### Given data
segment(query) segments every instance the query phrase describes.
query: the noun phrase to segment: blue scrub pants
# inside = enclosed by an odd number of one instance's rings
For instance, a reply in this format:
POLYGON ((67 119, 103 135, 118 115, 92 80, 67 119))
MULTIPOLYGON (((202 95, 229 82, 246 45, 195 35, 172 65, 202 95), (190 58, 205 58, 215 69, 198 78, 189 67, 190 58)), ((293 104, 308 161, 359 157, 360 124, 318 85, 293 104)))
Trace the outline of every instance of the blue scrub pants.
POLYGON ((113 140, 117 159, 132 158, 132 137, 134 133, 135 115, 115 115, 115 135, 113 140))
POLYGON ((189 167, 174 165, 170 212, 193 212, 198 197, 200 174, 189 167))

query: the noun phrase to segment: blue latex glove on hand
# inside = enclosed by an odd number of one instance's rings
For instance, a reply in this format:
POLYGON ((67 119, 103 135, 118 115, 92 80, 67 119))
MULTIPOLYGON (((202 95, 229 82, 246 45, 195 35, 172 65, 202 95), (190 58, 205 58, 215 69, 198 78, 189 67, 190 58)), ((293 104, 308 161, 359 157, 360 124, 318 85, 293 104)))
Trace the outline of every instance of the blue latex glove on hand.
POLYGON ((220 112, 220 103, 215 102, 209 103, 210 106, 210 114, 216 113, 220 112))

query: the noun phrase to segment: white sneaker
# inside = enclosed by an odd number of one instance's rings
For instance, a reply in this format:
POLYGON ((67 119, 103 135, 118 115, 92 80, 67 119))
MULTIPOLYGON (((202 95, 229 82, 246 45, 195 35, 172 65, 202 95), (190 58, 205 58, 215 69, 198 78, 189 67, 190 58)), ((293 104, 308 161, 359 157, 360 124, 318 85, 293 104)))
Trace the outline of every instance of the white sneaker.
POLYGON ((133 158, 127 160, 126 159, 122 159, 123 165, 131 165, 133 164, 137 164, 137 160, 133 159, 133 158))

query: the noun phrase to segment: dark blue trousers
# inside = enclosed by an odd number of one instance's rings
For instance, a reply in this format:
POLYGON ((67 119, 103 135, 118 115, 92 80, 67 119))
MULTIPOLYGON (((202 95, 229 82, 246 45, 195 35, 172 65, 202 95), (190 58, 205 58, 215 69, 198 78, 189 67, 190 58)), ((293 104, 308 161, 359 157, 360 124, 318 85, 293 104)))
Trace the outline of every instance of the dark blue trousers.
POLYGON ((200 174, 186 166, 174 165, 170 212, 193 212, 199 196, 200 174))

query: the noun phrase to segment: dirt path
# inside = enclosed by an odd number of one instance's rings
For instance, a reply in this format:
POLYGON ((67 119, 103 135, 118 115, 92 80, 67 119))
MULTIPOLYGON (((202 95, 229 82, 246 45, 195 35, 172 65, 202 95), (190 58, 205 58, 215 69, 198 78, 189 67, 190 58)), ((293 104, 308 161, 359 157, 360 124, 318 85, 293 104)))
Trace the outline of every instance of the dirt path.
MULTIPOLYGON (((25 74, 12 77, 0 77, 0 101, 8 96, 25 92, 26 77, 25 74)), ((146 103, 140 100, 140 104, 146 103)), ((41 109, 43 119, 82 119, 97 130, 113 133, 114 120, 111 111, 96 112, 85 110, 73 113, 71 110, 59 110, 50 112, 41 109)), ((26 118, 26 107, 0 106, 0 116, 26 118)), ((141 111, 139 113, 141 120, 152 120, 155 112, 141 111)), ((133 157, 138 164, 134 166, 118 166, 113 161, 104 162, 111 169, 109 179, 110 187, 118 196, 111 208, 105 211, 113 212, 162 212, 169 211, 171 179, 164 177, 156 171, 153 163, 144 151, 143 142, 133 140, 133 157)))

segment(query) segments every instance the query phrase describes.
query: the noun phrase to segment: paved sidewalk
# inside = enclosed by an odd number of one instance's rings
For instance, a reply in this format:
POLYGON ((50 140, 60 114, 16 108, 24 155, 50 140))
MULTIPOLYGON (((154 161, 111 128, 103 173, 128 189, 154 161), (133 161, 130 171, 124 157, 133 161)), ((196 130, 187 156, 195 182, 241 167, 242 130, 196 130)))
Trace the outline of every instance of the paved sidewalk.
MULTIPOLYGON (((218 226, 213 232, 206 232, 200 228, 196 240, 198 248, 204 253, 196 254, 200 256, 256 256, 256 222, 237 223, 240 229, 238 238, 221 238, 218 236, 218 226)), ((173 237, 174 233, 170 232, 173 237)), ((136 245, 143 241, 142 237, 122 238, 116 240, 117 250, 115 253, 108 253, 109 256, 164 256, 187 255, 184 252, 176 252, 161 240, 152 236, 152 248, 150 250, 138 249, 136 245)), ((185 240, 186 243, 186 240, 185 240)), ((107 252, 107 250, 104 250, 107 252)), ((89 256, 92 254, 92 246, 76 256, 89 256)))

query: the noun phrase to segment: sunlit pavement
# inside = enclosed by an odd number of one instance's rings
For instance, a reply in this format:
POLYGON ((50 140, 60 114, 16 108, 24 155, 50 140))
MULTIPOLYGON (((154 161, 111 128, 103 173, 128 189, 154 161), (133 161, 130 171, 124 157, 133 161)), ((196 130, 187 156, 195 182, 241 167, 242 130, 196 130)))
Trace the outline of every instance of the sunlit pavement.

### Task
Write an exact transcription of every entry above.

### Answer for the task
segment(query) segments every instance the query phrase describes.
query: the noun phrase to segment: blue scrub pants
# inside = enclosed by an odd number of one instance's rings
For instance, a reply in this format:
POLYGON ((67 119, 103 135, 118 115, 92 80, 67 119))
MULTIPOLYGON (((202 95, 229 82, 246 45, 195 35, 172 65, 202 95), (190 58, 205 58, 215 69, 198 78, 189 67, 190 58)), ((293 104, 308 161, 359 157, 360 124, 318 85, 293 104)))
Trace the outline of every instance of the blue scrub pants.
POLYGON ((113 140, 117 159, 132 158, 132 137, 134 133, 135 115, 115 115, 115 135, 113 140))
POLYGON ((189 167, 174 165, 170 212, 193 212, 198 197, 200 174, 189 167))

query: the noun phrase to segment: blue latex glove on hand
# inside = enclosed by an odd number of one instance's rings
For instance, a reply in this format:
POLYGON ((67 119, 103 135, 118 115, 92 80, 67 119))
MULTIPOLYGON (((202 95, 229 82, 246 45, 195 35, 172 65, 202 95), (190 58, 205 58, 215 69, 198 78, 189 67, 190 58)), ((293 104, 308 161, 359 157, 360 124, 318 85, 293 104)))
Trace the outline of every instance of the blue latex glove on hand.
POLYGON ((220 112, 220 103, 215 102, 209 103, 210 106, 210 114, 216 113, 220 112))

query: the noun phrase to segment: white sneaker
# inside = enclosed by an odd number of one instance's rings
For instance, a reply in this format:
POLYGON ((67 119, 103 135, 118 115, 92 80, 67 119))
MULTIPOLYGON (((202 95, 229 82, 246 45, 195 35, 172 65, 202 95), (190 58, 205 58, 215 69, 198 78, 189 67, 190 58)), ((293 104, 308 161, 359 157, 360 124, 318 85, 293 104)))
Trace the outline of every instance of the white sneaker.
POLYGON ((133 158, 127 160, 126 159, 122 159, 123 165, 131 165, 133 164, 137 164, 137 160, 133 159, 133 158))

query: the noun phrase to segment: dark blue trousers
# inside = enclosed by an odd number of one instance's rings
For instance, a reply in this format:
POLYGON ((67 119, 103 135, 118 115, 92 80, 67 119))
MULTIPOLYGON (((202 95, 229 82, 246 45, 195 35, 172 65, 202 95), (190 58, 205 58, 215 69, 198 78, 189 67, 190 58)), ((293 104, 308 161, 359 157, 360 124, 318 85, 293 104)))
Trace the outline of every instance of the dark blue trousers.
POLYGON ((200 174, 186 166, 174 165, 170 212, 193 212, 199 196, 200 174))

query: the noun phrase to segment: dirt path
# inside = enclosed by an odd number of one instance's rings
For instance, a reply in this format:
POLYGON ((67 119, 103 135, 118 115, 92 80, 67 119))
MULTIPOLYGON (((202 95, 229 82, 246 45, 195 35, 172 65, 202 95), (190 58, 205 58, 215 69, 198 78, 189 67, 190 58)), ((293 104, 308 161, 359 157, 360 124, 318 85, 293 104)))
Trace the outline of every instance of the dirt path.
MULTIPOLYGON (((25 74, 12 77, 0 77, 0 101, 8 96, 25 92, 26 77, 25 74)), ((146 103, 140 100, 140 104, 146 103)), ((41 109, 43 119, 82 119, 97 130, 113 133, 114 120, 111 111, 96 112, 85 110, 73 113, 71 110, 59 110, 50 112, 41 109)), ((26 118, 26 107, 0 106, 0 116, 26 118)), ((141 111, 139 113, 141 120, 152 120, 155 112, 141 111)), ((133 157, 138 164, 134 166, 118 166, 113 161, 104 162, 111 169, 109 179, 110 187, 118 196, 111 208, 105 211, 113 212, 162 212, 169 211, 171 179, 164 177, 156 171, 153 163, 144 151, 143 142, 133 140, 133 157)))

segment(query) segments every instance the query phrase describes.
query: the noun phrase to segment: paved sidewalk
# inside = enclosed by an odd number of one instance's rings
For instance, a reply in this format:
POLYGON ((50 140, 60 114, 16 108, 24 155, 50 140))
MULTIPOLYGON (((154 161, 111 128, 103 173, 128 189, 154 161), (133 161, 130 171, 124 157, 133 161)), ((196 130, 187 156, 195 182, 241 167, 242 130, 196 130)))
Trace the outline of every instance of the paved sidewalk.
MULTIPOLYGON (((218 226, 213 232, 206 232, 200 228, 196 240, 198 248, 204 253, 196 254, 200 256, 256 256, 256 222, 237 223, 240 229, 238 238, 221 238, 218 236, 218 226)), ((173 237, 174 233, 170 232, 173 237)), ((136 245, 143 241, 142 237, 122 238, 116 240, 117 250, 115 253, 108 253, 109 256, 164 256, 187 255, 184 252, 176 252, 161 240, 152 236, 152 248, 150 250, 138 249, 136 245)), ((185 240, 186 243, 186 240, 185 240)), ((107 252, 107 250, 104 250, 107 252)), ((89 256, 92 254, 92 246, 76 256, 89 256)))

query: the noun phrase to segment: sunlit pavement
# inside = enclosed by an odd number of one instance's rings
For instance, a reply in this format:
POLYGON ((50 140, 60 114, 16 108, 24 155, 50 140))
MULTIPOLYGON (((154 161, 111 128, 103 173, 128 189, 154 161), (133 161, 130 171, 124 157, 133 161)), ((196 130, 187 156, 195 182, 241 167, 242 130, 196 130)))
Trace the outline of every instance of the sunlit pavement.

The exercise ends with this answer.